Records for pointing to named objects
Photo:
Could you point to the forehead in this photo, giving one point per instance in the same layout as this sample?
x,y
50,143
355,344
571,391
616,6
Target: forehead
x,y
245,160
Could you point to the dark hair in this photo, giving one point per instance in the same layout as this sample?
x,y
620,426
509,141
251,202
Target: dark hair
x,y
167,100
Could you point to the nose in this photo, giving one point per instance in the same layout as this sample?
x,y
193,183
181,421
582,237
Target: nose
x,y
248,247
...
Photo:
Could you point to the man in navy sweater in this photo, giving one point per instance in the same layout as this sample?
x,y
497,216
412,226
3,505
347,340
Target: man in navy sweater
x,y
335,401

WHAT IS REQUIRED:
Find each line in the records above that contains the string "layout", matching case exactly, and copy those lines.

TASK RESULT:
Could you point to the forehead in this photo, giving one point per instance in the same layout as this sample?
Could you point to the dark hair in this photo, giving one point per instance in the same layout as this sample?
Could you point to the nose in this photo, giving one point per instance in the same layout as this sample?
Could you point to the man in navy sweater in this photo, giving one point per instance in the same layout as this sample?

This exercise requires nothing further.